## Source text
§
Idea Journal Weekly 3

February 27 · Issue #232 · View online

We combine 3 ideas to help you think differently and be more creative.

Summary: Having multiple options (e.g., career opportunities, projects) is great, but how do you choose the best one? This issue explores a few frameworks to help you decide.
(~3 min read)

#1. What you need is love
One way to choose what to work on is to look for early enthusiasm from potential clients, customers, or partners.
But are all enthusiasts created equal?
For LinkedIn co-founder Reid Hoffman, the answer is no.
On an episode of his podcast Masters of Scale, Hoffman says that it’s better to have 100 people who love your product than a million people who only sort of like it.
If you want to achieve massive growth and scale, you need more than just your customers’ attention.
You want such die-hard fans not only for their loyalty and use of your product, but also because they’re more likely to tell others about it.
If each of your early users tells two friends some version of “You’ve got to try this,” and then those two friends each tell two of their friends, and so on, then your users effectively do the marketing for you and your product may be on a path to viral growth.
§
## Data block
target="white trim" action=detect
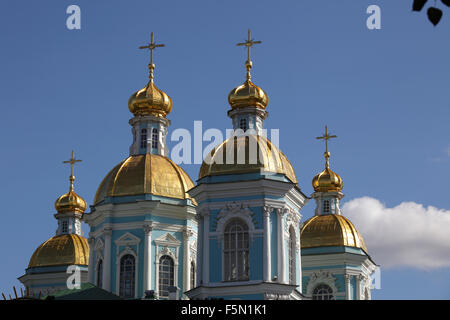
§
## Task prompt
Give back the Idea Journal Weekly excerpt above in full, word for word, from its title line to its last sentence.

## Exercise output
Idea Journal Weekly 3

February 27 · Issue #232 · View online

We combine 3 ideas to help you think differently and be more creative.

Summary: Having multiple options (e.g., career opportunities, projects) is great, but how do you choose the best one? This issue explores a few frameworks to help you decide.
(~3 min read)

#1. What you need is love
One way to choose what to work on is to look for early enthusiasm from potential clients, customers, or partners.
But are all enthusiasts created equal?
For LinkedIn co-founder Reid Hoffman, the answer is no.
On an episode of his podcast Masters of Scale, Hoffman says that it’s better to have 100 people who love your product than a million people who only sort of like it.
If you want to achieve massive growth and scale, you need more than just your customers’ attention.
You want such die-hard fans not only for their loyalty and use of your product, but also because they’re more likely to tell others about it.
If each of your early users tells two friends some version of “You’ve got to try this,” and then those two friends each tell two of their friends, and so on, then your users effectively do the marketing for you and your product may be on a path to viral growth.